RAW RECORDS:
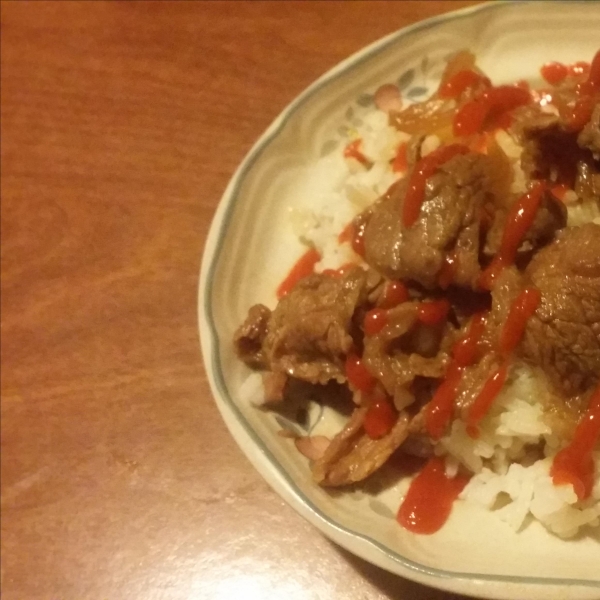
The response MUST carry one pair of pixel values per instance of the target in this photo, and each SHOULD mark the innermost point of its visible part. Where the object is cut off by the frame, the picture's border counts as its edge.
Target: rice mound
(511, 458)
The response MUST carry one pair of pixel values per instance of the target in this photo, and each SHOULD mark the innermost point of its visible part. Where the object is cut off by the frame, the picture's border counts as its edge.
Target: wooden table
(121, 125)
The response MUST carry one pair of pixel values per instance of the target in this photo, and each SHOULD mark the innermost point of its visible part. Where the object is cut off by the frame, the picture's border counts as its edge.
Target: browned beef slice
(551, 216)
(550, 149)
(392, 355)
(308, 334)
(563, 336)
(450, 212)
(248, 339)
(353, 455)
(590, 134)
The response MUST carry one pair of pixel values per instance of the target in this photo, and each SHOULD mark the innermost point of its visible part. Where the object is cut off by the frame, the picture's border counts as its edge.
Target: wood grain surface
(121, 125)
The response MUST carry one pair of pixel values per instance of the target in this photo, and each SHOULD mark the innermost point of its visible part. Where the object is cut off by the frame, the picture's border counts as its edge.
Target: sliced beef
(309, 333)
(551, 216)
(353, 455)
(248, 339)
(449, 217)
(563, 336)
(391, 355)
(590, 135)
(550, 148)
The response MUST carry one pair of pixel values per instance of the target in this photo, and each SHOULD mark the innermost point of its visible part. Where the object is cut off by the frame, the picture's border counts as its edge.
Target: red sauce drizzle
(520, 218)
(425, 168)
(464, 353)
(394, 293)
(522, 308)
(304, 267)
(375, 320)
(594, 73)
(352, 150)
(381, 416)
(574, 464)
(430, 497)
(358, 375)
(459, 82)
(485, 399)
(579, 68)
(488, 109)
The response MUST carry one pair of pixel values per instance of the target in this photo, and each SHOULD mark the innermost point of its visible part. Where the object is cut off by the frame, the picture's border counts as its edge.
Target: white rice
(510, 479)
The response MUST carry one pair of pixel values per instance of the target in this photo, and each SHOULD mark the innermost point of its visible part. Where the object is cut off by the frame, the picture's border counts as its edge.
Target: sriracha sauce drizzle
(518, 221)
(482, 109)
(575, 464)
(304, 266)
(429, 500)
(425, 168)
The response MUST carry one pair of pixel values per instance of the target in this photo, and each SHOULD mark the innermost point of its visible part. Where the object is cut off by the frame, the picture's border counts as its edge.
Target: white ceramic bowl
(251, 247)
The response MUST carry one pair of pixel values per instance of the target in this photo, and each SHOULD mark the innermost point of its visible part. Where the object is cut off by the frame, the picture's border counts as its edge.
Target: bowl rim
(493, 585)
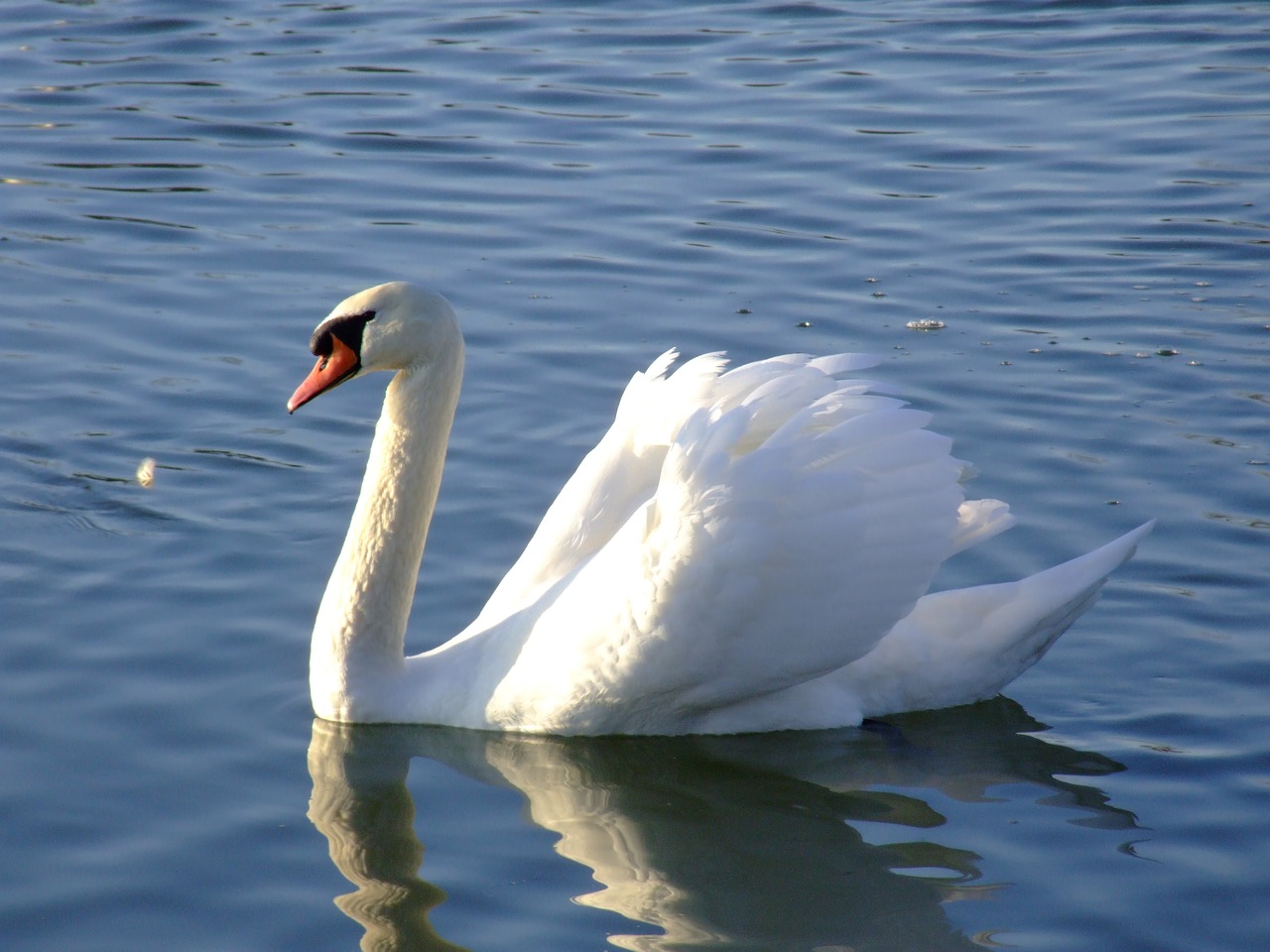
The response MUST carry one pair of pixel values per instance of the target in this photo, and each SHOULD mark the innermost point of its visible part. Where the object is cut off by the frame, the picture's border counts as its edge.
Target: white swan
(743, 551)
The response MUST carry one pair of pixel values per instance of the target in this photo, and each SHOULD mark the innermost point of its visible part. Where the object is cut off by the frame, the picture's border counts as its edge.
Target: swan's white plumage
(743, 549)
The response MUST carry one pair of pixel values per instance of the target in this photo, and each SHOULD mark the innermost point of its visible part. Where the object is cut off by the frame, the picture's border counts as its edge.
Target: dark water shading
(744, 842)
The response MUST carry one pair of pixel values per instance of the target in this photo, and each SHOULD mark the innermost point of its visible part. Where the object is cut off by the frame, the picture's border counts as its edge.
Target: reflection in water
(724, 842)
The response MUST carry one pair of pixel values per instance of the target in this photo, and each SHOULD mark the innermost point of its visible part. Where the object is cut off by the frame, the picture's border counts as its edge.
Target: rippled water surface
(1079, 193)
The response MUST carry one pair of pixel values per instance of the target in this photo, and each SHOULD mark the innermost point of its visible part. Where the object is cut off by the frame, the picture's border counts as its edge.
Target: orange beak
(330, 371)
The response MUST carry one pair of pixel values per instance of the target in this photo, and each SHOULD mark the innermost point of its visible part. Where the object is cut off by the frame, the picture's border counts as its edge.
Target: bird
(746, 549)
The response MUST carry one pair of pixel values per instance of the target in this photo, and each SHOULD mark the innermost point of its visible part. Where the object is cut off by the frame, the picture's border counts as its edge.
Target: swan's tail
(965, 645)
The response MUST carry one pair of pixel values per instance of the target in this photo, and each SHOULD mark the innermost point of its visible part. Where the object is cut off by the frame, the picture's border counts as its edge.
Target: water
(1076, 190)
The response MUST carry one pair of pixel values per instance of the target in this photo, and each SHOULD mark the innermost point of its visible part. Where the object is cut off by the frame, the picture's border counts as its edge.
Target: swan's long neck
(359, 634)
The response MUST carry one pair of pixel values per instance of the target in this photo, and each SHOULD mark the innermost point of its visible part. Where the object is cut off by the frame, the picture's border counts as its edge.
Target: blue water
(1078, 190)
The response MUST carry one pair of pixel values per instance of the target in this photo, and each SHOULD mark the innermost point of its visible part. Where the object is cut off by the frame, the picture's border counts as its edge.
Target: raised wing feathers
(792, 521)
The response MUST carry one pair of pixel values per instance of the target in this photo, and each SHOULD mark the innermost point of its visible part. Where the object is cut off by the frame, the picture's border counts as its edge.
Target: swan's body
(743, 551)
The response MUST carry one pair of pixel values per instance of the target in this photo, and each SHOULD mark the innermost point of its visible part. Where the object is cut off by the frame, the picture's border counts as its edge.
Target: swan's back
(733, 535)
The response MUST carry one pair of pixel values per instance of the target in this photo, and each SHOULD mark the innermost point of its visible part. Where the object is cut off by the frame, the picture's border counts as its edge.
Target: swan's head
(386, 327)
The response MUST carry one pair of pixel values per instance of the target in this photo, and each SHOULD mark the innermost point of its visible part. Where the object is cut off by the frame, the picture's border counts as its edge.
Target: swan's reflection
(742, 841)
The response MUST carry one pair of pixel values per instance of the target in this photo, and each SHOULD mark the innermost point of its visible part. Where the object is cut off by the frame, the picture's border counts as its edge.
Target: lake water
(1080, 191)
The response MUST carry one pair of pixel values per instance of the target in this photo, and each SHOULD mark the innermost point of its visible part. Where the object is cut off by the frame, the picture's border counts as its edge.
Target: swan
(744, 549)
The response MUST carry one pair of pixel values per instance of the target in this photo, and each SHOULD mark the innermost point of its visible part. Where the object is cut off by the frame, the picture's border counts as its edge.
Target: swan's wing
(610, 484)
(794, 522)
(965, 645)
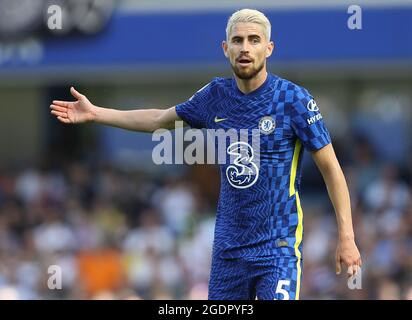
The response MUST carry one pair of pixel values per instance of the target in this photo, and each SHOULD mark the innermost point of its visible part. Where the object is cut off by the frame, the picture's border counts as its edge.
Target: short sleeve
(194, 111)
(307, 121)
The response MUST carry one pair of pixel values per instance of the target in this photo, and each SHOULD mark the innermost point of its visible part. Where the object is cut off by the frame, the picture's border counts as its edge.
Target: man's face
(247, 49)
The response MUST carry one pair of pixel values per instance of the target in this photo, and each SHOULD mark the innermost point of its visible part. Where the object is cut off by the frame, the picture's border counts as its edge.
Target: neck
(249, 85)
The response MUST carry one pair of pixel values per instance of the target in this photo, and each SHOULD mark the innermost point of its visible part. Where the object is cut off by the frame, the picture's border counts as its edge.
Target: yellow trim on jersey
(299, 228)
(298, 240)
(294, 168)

TO DO:
Omit every picture, then repeat the remaining data exactly as it appears above.

THE RESPONSE:
The response MUST carry one pair of pixel values per instance of the target in this photo, and each SHOULD mark the innermost point of its visible part. Where the object is cut off by the frame, the picture's border counts as its edge.
Target: rice mound
(511, 458)
The response MUST carry one pair of pixel values per instance of the target in this photo, and each SHOULD mark the innermost point of its visible part. Where the object is cut off by the frame, the picture's border counts as its edge.
Target: wooden table
(121, 125)
The response MUST carry one pair of pixel values per instance of the target in this photo, and each SHOULD mark the innermost point of its visible part. Where the object is cut off by the frame, the picture's border counts as its edge.
Target: browned beef slice
(551, 216)
(550, 149)
(392, 355)
(308, 334)
(563, 336)
(450, 212)
(248, 339)
(353, 455)
(590, 134)
The response MUST carry one pair of pixel values per instance of the target in this photo, and each SHOULD mark the innermost point of its visible part. Where the object is cut off by the frame, the picture's border counts as its edge.
Target: wood grain surface
(121, 125)
The response MUST carry one pair of pixel values per instance of the target in this photo, and each SHOULD mark the innermost point of its visible part. Where the object is cut off by the frame, the picture's border counts as its edge.
Target: sliced beef
(309, 333)
(551, 216)
(353, 455)
(248, 339)
(449, 217)
(563, 336)
(391, 355)
(590, 135)
(550, 148)
The response MUST carry one pair of pixel values per instance of the target in this photo, and each SHOULD mark the innermost point of its visible part. Where the object is cut off by the frame, the picture's border counts as its edge.
Target: red sauce drizzle
(520, 218)
(425, 168)
(464, 353)
(394, 293)
(522, 308)
(304, 267)
(375, 320)
(594, 73)
(352, 150)
(381, 416)
(574, 464)
(430, 497)
(358, 375)
(459, 82)
(485, 399)
(579, 68)
(488, 109)
The response MUST carry one pair of pixel values per instance of the target in this photo, and each SHOULD mark the innermost point of its visible part. Where the object is cut off by the frame, the picture's border counts as its edge.
Target: white rice
(510, 479)
The response MUST carry one pair of pixel values per instance of the target in this photo, and each SHOULD mark the innermost point of its visible part. Where the object is cut off by the frame, the picture's border counts as its edge.
Target: sriracha sauce drizzle
(518, 221)
(482, 109)
(575, 464)
(304, 266)
(429, 500)
(425, 168)
The response MUST carry one pair of pixel values per instance of the target in this photo, and each SHOULD mark the innermost point of its visible part. Where the object is cut off by the frame, the picture's border counts as its edge.
Target: white ceramic bowl
(251, 247)
The response MUST carry one pair of pixel values per instance of the target in this photo, and each SHOULD mark the innermost point of its visible part. Where the object is cut off by the frame, the picture's border counts as its edge.
Target: bowl rim
(493, 585)
The response MUST carry one pair of pixel values per instance of the target in this photo, and each SHOULD mark the innermost point of its visible part. Where the object is cut off by the frame, the picture's border counts as its edge.
Target: white swan
(743, 551)
The response MUST carry one pair of pixel values per instance of the target in this photo, and each SHOULD mark the innermost point of its visible part. Where the object is cut off by the frame, the picture's border counts as its edge.
Target: swan's white plumage
(743, 549)
The response MUST carry one pair of pixel values per instance of the target in this photo, and each SHOULD mark the innermost point of its visible part. Where the object is cut off by the frame, the picture's border counts as its edge.
Target: dark water shading
(744, 842)
The response MUST carry one pair of pixel values per instance of the target in this photo, and each SHOULD mark the innermost point of its visible part. Where the object is cut off by the frame, the picture's border counts as its edge.
Target: reflection in water
(724, 842)
The response MUST carry one pair of pixel values per instance of the target in this photo, and each SHOULD mark the innermost point of its visible part. Where the object is cut off by the frame, the picture's border counts as its edge.
Target: rippled water surface
(1079, 193)
The response MUST carry one pair of pixel values per instance of the target in this photo, and each SHOULD mark the innermost point of its visible part. Where the object is cut off by the frame, the picture's border counts as its edge.
Target: orange beak
(330, 371)
The response MUST carry one pair of pixel values per instance of the target in this photo, and each SHOULD mark the innermost point of its visible part. Where the object is cut off by the frame, the picture's border counts as its edge.
Target: bird
(746, 549)
The response MUST carry one pair of pixel values per instance of the target in this photo, and each SHOULD mark the innermost point of its visible part. Where the object is cut off by the frame, the picture's border counts as its edge.
Target: swan's tail
(965, 645)
The response MUST carry one pair of pixel values per instance of the target in this photo, and each SHOULD mark the innermost point of its visible part. Where the object is cut off by the frame, the picture's border counts as its edge.
Target: water
(1076, 190)
The response MUST carry one pair of pixel values per instance of the target in this photo, and each SHOULD mark the innermost point of its visible part. Where the object is cut off by the frame, the picture's border counts as its edge.
Target: swan's long neck
(359, 634)
The response MUST carry one pair of pixel values per instance of the target in this photo, and each SHOULD mark the innermost point of its visible part. Where the object is cut off by the frame, the picture's border counts as its edge.
Target: blue water
(1078, 190)
The response MUST carry one pair of pixel values per instance of the target in this photo, and each SHOULD mark the innermost point of its visible part. Where the object is cut off by the frame, the picture's border counts as its edge.
Target: raised wing feathers
(792, 521)
The response MUST carry one pair of pixel values per instance of the target in this photo, and each SHOULD mark the innermost point of its visible part. Where the object is cut off by the frame, the picture's border counts as its edge.
Target: swan's body
(743, 551)
The response MUST carry one pair of pixel values per instance of the target in this photo, and each SHOULD mark the innermost point of its visible part. Where the object is cut off by the frame, the picture's border counts as its edge.
Target: swan's back
(733, 535)
The response MUST carry one pair of pixel values per instance of the target in this photo, and each SHOULD mark the innermost point of its visible part. Where the object is cut off by the frame, the picture's border counts as its edge.
Target: swan's head
(386, 327)
The response MUST carry one pair of pixel values per instance of the target in this photo, and each SHOULD mark the innermost point of its visible part. Where the object is cut off by the frame, the picture's border counts as its edge.
Target: swan's reflection
(742, 841)
The response MUST carry one pair of pixel values per instance of the target in this photo, and each SHOULD mark the innermost point of its visible part. Where the object is cut off by the frame, the picture's border counts as its edge.
Target: lake water
(1080, 191)
The response MUST carry one pair of pixel values per instance of the target in this photo, and each SHOULD mark the innermost point of its visible part. Where the object is cut off by the frame, the picture's border counts as its edge.
Target: swan
(744, 549)
The response MUST carry one pair of pixel values per instance of the target in this photo, and each SHOULD mark the innermost point of its visible part. Where the object is cut off by the frame, the picture's border counts as its edge.
Target: swan's wing
(610, 484)
(794, 522)
(965, 645)
The response MUST carry one pair of pixel values per instance of the target in this photo, and each SHOULD mark the innermost point of its visible part. Where the object is cut off by the frame, the picture's border counts as its edge.
Target: short sleeve
(194, 111)
(307, 121)
The response MUST carry one pair of pixel values per instance of the target in this photo, and each SHOULD mark the innermost point of its visible part. Where the object is cut off by the frame, the picture's border counts as its edge.
Target: man's face
(247, 49)
The response MUST carry one pair of pixel values per instance of the target in this photo, and each SHOULD mark the innermost point of its visible part. Where the object is cut off by the frame, the picture's border counts as its edge.
Target: neck
(249, 85)
The response MUST carry one pair of pixel values per instance of the target in this photo, and each SHOULD mark the innermost point of its visible part. Where the object is cut off by the frame, the picture's border counts as its edge.
Target: yellow trim on jersey
(299, 228)
(298, 240)
(294, 168)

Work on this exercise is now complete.